• Source excerpt:
++++++++++++++++++++

Reputation: 348
I need to run a dynamic query to BigQuery in my Apache Beam pipeline. The query should be evaluated at runtime based on a value in the message. i.e select * from mytable where mycolumn = << dynamic value >>
I can't seem to get the Apache Beam io connectors to work with the dynamic query. Ideally the pipeline would look something like this:
from apache_beam import Create, Pipeline
from apache_beam.io.gcp.bigquery import ReadFromBigQuery
...
with Pipeline(argv=pipeline_args) as p:
p | Create([{"foo": "bar"}]
| "BQ" >> ReadFromBigQuery(
query=f"select * from mytable where mycolumn = {message['foo']}"
)
Here are the docs of [apache_beam.io.gcp.bigquery.ReadFromBigquery][1]
.
Is there a way I can accomplish this?

++++++++++++++++++++

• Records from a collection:
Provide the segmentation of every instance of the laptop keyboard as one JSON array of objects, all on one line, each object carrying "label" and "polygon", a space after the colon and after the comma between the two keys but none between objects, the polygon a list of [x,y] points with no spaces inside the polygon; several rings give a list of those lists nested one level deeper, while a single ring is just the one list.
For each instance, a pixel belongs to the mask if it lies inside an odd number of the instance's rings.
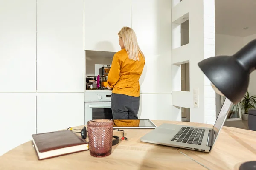
[{"label": "laptop keyboard", "polygon": [[183,127],[171,140],[201,145],[205,131],[205,129]]}]

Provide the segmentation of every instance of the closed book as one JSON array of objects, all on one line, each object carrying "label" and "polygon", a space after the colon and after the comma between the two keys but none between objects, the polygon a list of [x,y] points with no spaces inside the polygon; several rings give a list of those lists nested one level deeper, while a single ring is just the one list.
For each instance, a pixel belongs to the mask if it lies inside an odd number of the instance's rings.
[{"label": "closed book", "polygon": [[39,160],[89,149],[88,142],[70,130],[33,134],[32,142]]}]

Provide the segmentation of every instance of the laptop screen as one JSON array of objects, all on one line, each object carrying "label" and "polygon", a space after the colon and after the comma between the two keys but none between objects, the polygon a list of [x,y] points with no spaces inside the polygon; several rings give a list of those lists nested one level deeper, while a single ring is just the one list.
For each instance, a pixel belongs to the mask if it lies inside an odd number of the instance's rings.
[{"label": "laptop screen", "polygon": [[225,122],[227,113],[230,110],[232,104],[232,102],[226,97],[213,126],[213,129],[214,132],[215,140],[217,139],[219,132]]}]

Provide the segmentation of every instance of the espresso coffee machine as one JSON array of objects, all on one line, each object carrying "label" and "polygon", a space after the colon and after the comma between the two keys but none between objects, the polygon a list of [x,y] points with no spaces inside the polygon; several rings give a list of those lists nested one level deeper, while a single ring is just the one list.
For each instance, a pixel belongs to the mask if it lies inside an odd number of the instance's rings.
[{"label": "espresso coffee machine", "polygon": [[109,73],[110,68],[110,65],[107,65],[107,67],[102,66],[99,69],[100,87],[104,89],[108,89],[107,80],[108,80],[108,73]]},{"label": "espresso coffee machine", "polygon": [[102,66],[101,68],[99,68],[99,76],[108,76],[108,73],[110,70],[110,65],[107,65],[107,67]]}]

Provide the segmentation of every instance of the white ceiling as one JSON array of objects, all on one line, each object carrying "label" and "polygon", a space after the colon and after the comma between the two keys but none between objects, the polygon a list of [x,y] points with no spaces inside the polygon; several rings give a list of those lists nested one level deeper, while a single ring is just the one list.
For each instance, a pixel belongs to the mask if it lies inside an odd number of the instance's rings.
[{"label": "white ceiling", "polygon": [[256,0],[215,0],[215,32],[240,37],[256,34]]}]

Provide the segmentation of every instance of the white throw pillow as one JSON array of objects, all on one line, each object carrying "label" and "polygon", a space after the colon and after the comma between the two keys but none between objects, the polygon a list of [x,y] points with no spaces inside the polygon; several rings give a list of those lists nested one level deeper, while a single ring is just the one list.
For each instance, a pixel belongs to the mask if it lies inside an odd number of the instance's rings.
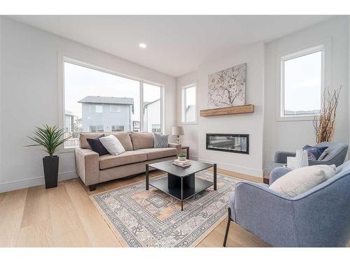
[{"label": "white throw pillow", "polygon": [[125,149],[115,136],[109,135],[99,139],[111,154],[116,156],[125,152]]},{"label": "white throw pillow", "polygon": [[294,197],[335,175],[335,165],[317,165],[296,168],[270,186],[277,192]]}]

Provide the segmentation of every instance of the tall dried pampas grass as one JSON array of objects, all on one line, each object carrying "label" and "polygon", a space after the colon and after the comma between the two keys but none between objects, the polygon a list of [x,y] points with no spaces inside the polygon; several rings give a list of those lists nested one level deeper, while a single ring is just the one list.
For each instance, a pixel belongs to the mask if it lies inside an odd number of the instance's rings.
[{"label": "tall dried pampas grass", "polygon": [[326,87],[322,95],[319,117],[314,117],[316,143],[331,141],[335,129],[335,112],[338,105],[339,94],[342,86],[336,90]]}]

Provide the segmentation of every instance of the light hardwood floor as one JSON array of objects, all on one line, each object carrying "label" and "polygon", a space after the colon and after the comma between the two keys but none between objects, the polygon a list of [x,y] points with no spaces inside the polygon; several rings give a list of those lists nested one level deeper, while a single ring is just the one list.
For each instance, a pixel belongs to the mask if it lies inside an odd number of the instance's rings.
[{"label": "light hardwood floor", "polygon": [[[234,177],[251,177],[218,170]],[[151,172],[150,176],[160,175]],[[0,247],[121,247],[89,195],[144,180],[144,175],[110,181],[90,192],[78,178],[0,194]],[[222,247],[227,219],[197,247]],[[267,247],[232,223],[227,247]]]}]

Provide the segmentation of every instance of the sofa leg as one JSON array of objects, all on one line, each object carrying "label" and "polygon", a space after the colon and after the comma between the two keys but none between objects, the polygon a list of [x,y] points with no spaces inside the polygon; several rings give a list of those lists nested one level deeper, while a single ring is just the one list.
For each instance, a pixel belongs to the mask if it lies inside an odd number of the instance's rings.
[{"label": "sofa leg", "polygon": [[230,229],[230,225],[231,224],[231,208],[228,208],[228,217],[227,217],[227,225],[226,226],[226,232],[225,233],[225,238],[223,239],[223,247],[226,247],[226,241],[227,240],[228,231]]},{"label": "sofa leg", "polygon": [[90,191],[96,190],[96,184],[90,184],[89,186],[89,189],[90,189]]}]

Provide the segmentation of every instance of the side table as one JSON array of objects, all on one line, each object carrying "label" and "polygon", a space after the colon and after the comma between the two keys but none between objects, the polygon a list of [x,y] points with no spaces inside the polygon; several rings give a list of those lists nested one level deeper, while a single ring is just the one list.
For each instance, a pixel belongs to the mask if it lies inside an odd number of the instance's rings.
[{"label": "side table", "polygon": [[186,159],[190,159],[190,147],[182,146],[181,150],[186,150]]}]

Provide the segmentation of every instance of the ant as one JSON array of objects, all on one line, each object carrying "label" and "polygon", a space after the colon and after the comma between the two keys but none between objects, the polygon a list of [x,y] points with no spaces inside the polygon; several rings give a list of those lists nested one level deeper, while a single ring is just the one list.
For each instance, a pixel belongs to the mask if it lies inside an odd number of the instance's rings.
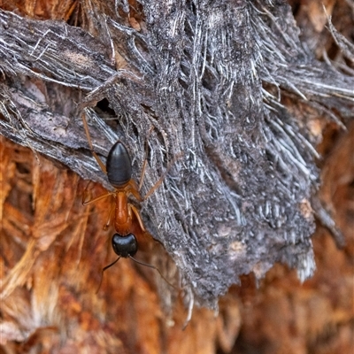
[{"label": "ant", "polygon": [[[98,200],[106,198],[109,196],[113,196],[115,200],[114,227],[116,233],[112,237],[112,246],[114,252],[118,255],[118,258],[110,265],[106,266],[104,268],[103,268],[101,282],[98,289],[101,287],[104,272],[111,266],[114,266],[121,258],[131,258],[140,265],[155,269],[167,282],[167,284],[174,288],[173,285],[170,284],[170,282],[162,275],[158,268],[152,265],[141,262],[134,258],[138,250],[138,242],[135,235],[139,235],[141,233],[143,234],[146,232],[146,229],[143,226],[139,211],[135,205],[128,202],[129,195],[133,195],[139,203],[142,203],[144,200],[146,200],[160,186],[165,173],[164,173],[160,177],[160,179],[149,190],[145,196],[142,197],[140,194],[140,189],[142,189],[145,173],[147,163],[146,158],[142,165],[142,174],[140,176],[138,187],[135,181],[132,178],[132,163],[130,156],[124,143],[119,140],[114,143],[108,153],[107,161],[104,165],[101,158],[94,151],[91,137],[88,132],[88,122],[85,118],[85,113],[82,113],[81,118],[92,155],[97,161],[97,164],[101,167],[102,171],[107,175],[108,181],[111,185],[114,188],[113,192],[107,191],[106,193],[90,200],[87,200],[87,195],[85,193],[82,197],[83,205],[90,204]],[[108,227],[112,212],[113,208],[112,208],[110,211],[109,219],[105,225],[105,228]]]}]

++++++++++++++++++++

• To be done:
(a) Answer each item below using the forum post on dynamic BigQuery queries in Apache Beam.
(i) According to the post, when should the query be evaluated?
(ii) What value is passed to Create in the sample pipeline?
(iii) Which key of the message is inserted into the query string?
(b) List every name imported in the import lines of the code in the forum post on dynamic BigQuery queries in Apache Beam.
(c) Write the next part of the forum thread on dynamic BigQuery queries in Apache Beam, picking up after its final sentence.

• Answers:
(a)
(i) At runtime, based on a value in the message.
(ii) [{"foo": "bar"}]
(iii) foo

(b) Create, Pipeline, ReadFromBigQuery

(c)
Upvotes: 0
Views: 1498
Reputation: 2670
You can use ReadAllFromBigQuery
.
Example:
sql = "SELECT unique_key FROM `bigquery-public-data.austin_311.311_service_requests` WHERE street_number='{number}'"
def to_bq_request(element, query):
from apache_beam.io import ReadFromBigQueryRequest
return ReadFromBigQueryRequest(query=query.format(number=element))
(p | Create([14301, 1580])
| Map(to_bq_request, query=sql)
| ReadAllFromBigQuery()
| Map(logging.info)
)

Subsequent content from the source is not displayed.